* **Data supplied**
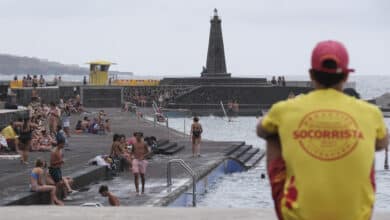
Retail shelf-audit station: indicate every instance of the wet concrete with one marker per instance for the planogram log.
(14, 176)
(128, 213)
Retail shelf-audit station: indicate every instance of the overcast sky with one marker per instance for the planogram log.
(171, 36)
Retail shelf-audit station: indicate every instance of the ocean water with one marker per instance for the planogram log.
(247, 189)
(369, 86)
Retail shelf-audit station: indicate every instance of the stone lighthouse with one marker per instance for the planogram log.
(215, 64)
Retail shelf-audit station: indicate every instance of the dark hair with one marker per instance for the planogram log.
(115, 137)
(60, 139)
(39, 163)
(328, 80)
(352, 92)
(103, 188)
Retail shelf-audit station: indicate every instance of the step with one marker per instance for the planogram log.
(173, 150)
(166, 147)
(255, 159)
(248, 155)
(162, 142)
(233, 148)
(240, 151)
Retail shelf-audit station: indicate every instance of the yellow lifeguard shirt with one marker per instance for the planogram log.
(8, 132)
(328, 144)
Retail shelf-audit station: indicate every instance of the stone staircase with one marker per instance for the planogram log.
(166, 147)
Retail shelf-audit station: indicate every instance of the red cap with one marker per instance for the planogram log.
(330, 50)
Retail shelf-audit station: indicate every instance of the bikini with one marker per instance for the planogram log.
(34, 186)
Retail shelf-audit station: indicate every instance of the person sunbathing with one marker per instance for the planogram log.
(79, 128)
(107, 126)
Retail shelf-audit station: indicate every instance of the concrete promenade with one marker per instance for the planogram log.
(14, 177)
(131, 213)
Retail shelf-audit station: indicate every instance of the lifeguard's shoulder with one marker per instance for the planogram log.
(364, 105)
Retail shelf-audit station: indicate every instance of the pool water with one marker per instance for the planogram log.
(247, 189)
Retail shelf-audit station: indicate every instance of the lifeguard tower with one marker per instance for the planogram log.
(98, 74)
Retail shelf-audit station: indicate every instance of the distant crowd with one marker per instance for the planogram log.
(278, 82)
(146, 95)
(35, 81)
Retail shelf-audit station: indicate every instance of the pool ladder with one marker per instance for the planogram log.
(189, 171)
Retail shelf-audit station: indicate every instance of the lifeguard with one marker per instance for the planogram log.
(321, 146)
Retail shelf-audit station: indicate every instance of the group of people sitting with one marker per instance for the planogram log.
(33, 81)
(98, 125)
(38, 130)
(74, 104)
(144, 95)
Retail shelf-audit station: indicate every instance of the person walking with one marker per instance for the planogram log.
(321, 146)
(37, 182)
(139, 151)
(196, 137)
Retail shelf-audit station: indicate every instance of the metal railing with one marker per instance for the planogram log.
(189, 170)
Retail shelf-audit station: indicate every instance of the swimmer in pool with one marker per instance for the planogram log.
(112, 199)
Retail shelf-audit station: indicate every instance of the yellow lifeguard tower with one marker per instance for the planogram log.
(98, 74)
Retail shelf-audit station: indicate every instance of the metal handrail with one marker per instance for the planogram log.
(189, 170)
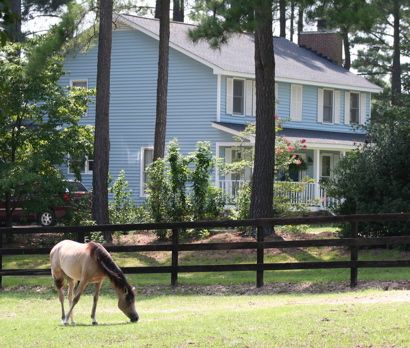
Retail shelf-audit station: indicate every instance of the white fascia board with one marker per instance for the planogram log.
(330, 85)
(325, 145)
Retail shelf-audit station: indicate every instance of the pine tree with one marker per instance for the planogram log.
(162, 82)
(385, 44)
(218, 21)
(349, 17)
(102, 137)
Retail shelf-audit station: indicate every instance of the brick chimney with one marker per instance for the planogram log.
(326, 43)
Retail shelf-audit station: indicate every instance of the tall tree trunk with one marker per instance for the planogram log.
(282, 17)
(178, 11)
(263, 174)
(396, 69)
(346, 44)
(292, 19)
(300, 20)
(162, 82)
(158, 9)
(14, 29)
(102, 135)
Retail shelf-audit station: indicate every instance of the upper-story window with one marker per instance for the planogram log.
(238, 96)
(147, 157)
(354, 108)
(85, 165)
(328, 105)
(79, 83)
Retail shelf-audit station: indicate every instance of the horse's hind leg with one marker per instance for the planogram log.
(96, 294)
(79, 291)
(59, 283)
(71, 286)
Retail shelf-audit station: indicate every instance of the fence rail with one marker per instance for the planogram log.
(260, 245)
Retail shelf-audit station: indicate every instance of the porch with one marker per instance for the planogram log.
(310, 195)
(301, 186)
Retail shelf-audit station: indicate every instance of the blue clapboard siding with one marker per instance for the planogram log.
(191, 100)
(309, 109)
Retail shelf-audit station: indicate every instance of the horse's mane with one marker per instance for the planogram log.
(108, 266)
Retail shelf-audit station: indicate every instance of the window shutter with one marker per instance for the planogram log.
(296, 103)
(363, 102)
(248, 97)
(254, 98)
(320, 105)
(337, 107)
(347, 107)
(229, 96)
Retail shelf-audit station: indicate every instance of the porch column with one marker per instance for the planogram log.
(316, 171)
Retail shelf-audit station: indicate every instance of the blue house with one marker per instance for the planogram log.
(212, 97)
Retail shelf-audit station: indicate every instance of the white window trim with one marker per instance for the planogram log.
(359, 116)
(333, 106)
(244, 96)
(78, 80)
(86, 166)
(142, 174)
(218, 145)
(296, 114)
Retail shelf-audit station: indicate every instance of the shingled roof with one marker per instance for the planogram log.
(236, 58)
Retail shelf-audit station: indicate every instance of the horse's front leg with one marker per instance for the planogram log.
(71, 286)
(96, 295)
(59, 282)
(80, 288)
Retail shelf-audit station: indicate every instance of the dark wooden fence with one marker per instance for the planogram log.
(259, 245)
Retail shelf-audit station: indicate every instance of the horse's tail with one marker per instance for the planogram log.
(108, 266)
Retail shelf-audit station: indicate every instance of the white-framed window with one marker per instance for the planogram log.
(296, 101)
(354, 107)
(79, 83)
(238, 95)
(328, 162)
(85, 164)
(328, 105)
(147, 157)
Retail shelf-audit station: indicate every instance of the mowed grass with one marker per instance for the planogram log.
(231, 257)
(359, 319)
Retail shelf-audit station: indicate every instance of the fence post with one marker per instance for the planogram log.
(354, 254)
(174, 265)
(259, 256)
(1, 259)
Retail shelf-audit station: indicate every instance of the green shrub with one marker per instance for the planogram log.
(178, 189)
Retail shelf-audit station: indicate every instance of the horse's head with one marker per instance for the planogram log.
(126, 302)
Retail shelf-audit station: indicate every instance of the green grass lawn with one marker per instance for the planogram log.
(194, 316)
(359, 319)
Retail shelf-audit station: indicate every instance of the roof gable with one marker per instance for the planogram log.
(236, 58)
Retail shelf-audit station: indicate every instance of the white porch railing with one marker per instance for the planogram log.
(299, 193)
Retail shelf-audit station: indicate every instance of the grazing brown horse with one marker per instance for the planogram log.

* **Problem to solve**
Repeat the records exactly, without the pictures.

* **Your response**
Retail shelf-audit station: indicate every instance of the wet concrete with one marker per instance for the planogram log.
(14, 176)
(128, 213)
Retail shelf-audit station: indicate every instance of the overcast sky with one marker per instance for the planogram log.
(171, 36)
Retail shelf-audit station: indicate every instance of the ocean water with one marker per instance for the planogram log.
(247, 189)
(369, 86)
Retail shelf-audit station: indicate every instance of the stone lighthouse with one marker per instance for the planogram log.
(215, 64)
Retail shelf-audit station: indicate every instance of the dark hair with one marker per instance for the planogram log.
(115, 137)
(60, 139)
(39, 163)
(328, 80)
(352, 92)
(103, 188)
Retail shelf-audit station: indicate every instance of the step with one marker per instance for the planogram log.
(173, 150)
(166, 147)
(255, 159)
(248, 155)
(162, 142)
(233, 148)
(240, 151)
Retail shelf-audit station: indicate every instance of the yellow lifeguard shirt with one marker per instance for the planogram log.
(8, 132)
(328, 144)
Retail shelf-audit station: indicate every instance of the stone staircase with one marker per instance for the planogram log.
(166, 147)
Retail shelf-audit station: indicate every instance of the red cap with one marker per instance for the planogram log.
(330, 50)
Retail shelf-audit station: indicate every instance of the bikini with one marker per instance for the planogram log.
(34, 186)
Retail shelf-audit station: indicate every instance of the person sunbathing with one marker per instance for the planogram log.
(79, 128)
(107, 126)
Retail shelf-audit station: indicate every instance of the concrete promenade with one marker per instance for the planogram log.
(14, 177)
(131, 213)
Retail shelf-audit station: indicate every instance of the lifeguard's shoulder with one marker per instance for the planogram log.
(364, 105)
Retail shelf-audit station: indicate every instance of the pool water with one marker per instance for the planogram log.
(247, 189)
Retail shelf-audit station: indicate every instance of the lifeguard tower with one marker per instance for the planogram log.
(98, 74)
Retail shelf-audit station: indicate every instance of the distant crowd with one marker per instance for the planogram log.
(278, 82)
(146, 95)
(35, 81)
Retail shelf-audit station: indicate every instance of the pool ladder with one marker per instance for the planogram log.
(189, 171)
Retail shelf-audit station: indicate every instance of the lifeguard with one marker per instance for the planogram log.
(321, 146)
Retail shelf-audit station: indicate every instance of the group of people sitting with one marker per instance for the planogram log.
(33, 81)
(98, 125)
(38, 130)
(74, 104)
(144, 95)
Retail shelf-audit station: indicate every instance of the person walking with one marker per instance for the planogram log.
(321, 146)
(37, 182)
(139, 151)
(196, 137)
Retail shelf-audit station: indicate every instance of the metal railing with one marker per instance for the planogram log.
(189, 170)
Retail shelf-audit station: indicate every instance of the swimmer in pool with one marker per instance for the planogram log.
(112, 199)
Retail shelf-audit station: indicate every instance of the yellow lifeguard tower with one marker per instance for the planogram log.
(98, 74)
Retail shelf-audit station: indicate every instance of the metal handrail with one marker per instance for the planogram log.
(189, 170)
Retail shelf-audit station: indicate every instance of the white fascia board with one marker per instance for the planogram log.
(330, 85)
(325, 145)
Retail shelf-audit station: indicate every instance of the pine tree with one marker per instance for the planogram log.
(162, 82)
(385, 44)
(218, 21)
(349, 17)
(102, 137)
Retail shelf-audit station: indicate every instance of the brick chimney with one marker per instance for the planogram log.
(326, 43)
Retail shelf-audit station: indicate every instance of the tall tree trunk with one marker per instance for the planogram log.
(282, 17)
(178, 11)
(263, 174)
(396, 69)
(346, 44)
(292, 19)
(300, 20)
(162, 82)
(158, 9)
(14, 29)
(102, 135)
Retail shelf-audit station: indicate every instance of the upper-story window with one marker per instance for the planogram log.
(238, 96)
(147, 157)
(354, 108)
(85, 165)
(328, 105)
(79, 83)
Retail shelf-audit station: indicate every instance of the horse's hind leg with one marker per instance for the planogram log.
(96, 294)
(79, 291)
(59, 283)
(71, 286)
Retail shelf-audit station: indicate every instance of the fence rail with one marker per instance for the planogram log.
(260, 245)
Retail shelf-audit station: indicate every instance of the porch with one marker per instance for the planogram log.
(310, 195)
(301, 186)
Retail shelf-audit station: indicate every instance of the blue clapboard siding with one marker per instance for the planogram log.
(191, 100)
(309, 109)
Retail shelf-audit station: indicate every instance of the horse's mane with one marker per instance for the planogram log.
(108, 266)
Retail shelf-audit station: indicate every instance of the window shutter with one marker per instance for the planogram log.
(296, 103)
(363, 102)
(248, 97)
(254, 98)
(320, 105)
(337, 107)
(347, 107)
(229, 96)
Retail shelf-audit station: indicate every instance of the porch column with one marker per instance for the planogram log.
(316, 171)
Retail shelf-audit station: indicate every instance of the blue house with one marker per instance for the planogram log.
(212, 97)
Retail shelf-audit station: indicate every instance of the white window trim with one marker per instance for the planogram log.
(359, 116)
(333, 106)
(244, 96)
(78, 80)
(86, 166)
(142, 174)
(218, 145)
(296, 114)
Retail shelf-audit station: indicate every instance of the shingled roof with one marker per instance for the planogram log.
(236, 58)
Retail shelf-audit station: indicate every instance of the horse's front leg with one marker per instance for the planogram log.
(71, 286)
(96, 295)
(59, 282)
(80, 288)
Retail shelf-audit station: indicate every instance of the dark wooden fence with one marker per instance for the planogram log.
(259, 245)
Retail shelf-audit station: indicate every instance of the horse's tail with one marker per instance for the planogram log.
(108, 266)
Retail shelf-audit station: indicate every instance of the white-framed window with one marker per instance for the planogram log.
(296, 101)
(354, 107)
(79, 83)
(238, 95)
(328, 162)
(85, 164)
(328, 105)
(147, 157)
Retail shelf-audit station: indicate every instance of the mowed grass with one marker per instance for the planogram log.
(231, 257)
(359, 319)
Retail shelf-audit station: indicate every instance of the fence post with one marker per instance for the planogram log.
(354, 254)
(174, 265)
(259, 256)
(1, 259)
Retail shelf-audit station: indicate every instance of the green shrub with one marker per instance for the planogram log.
(178, 189)
Retail shelf-audit station: indicate every instance of the horse's head with one marker per instance for the planogram log.
(126, 302)
Retail shelf-audit station: indicate every instance of the green grass lawn with one marker per instance for the planogram log.
(194, 316)
(359, 319)
Retail shelf-audit station: indicate every instance of the roof gable with one marker per instance for the planogram log.
(236, 58)
Retail shelf-audit station: indicate every instance of the white porch railing with one marker per instance for the planogram log.
(299, 193)
Retail shelf-audit station: indicate every instance of the grazing brown horse with one marker per instance for the planogram log.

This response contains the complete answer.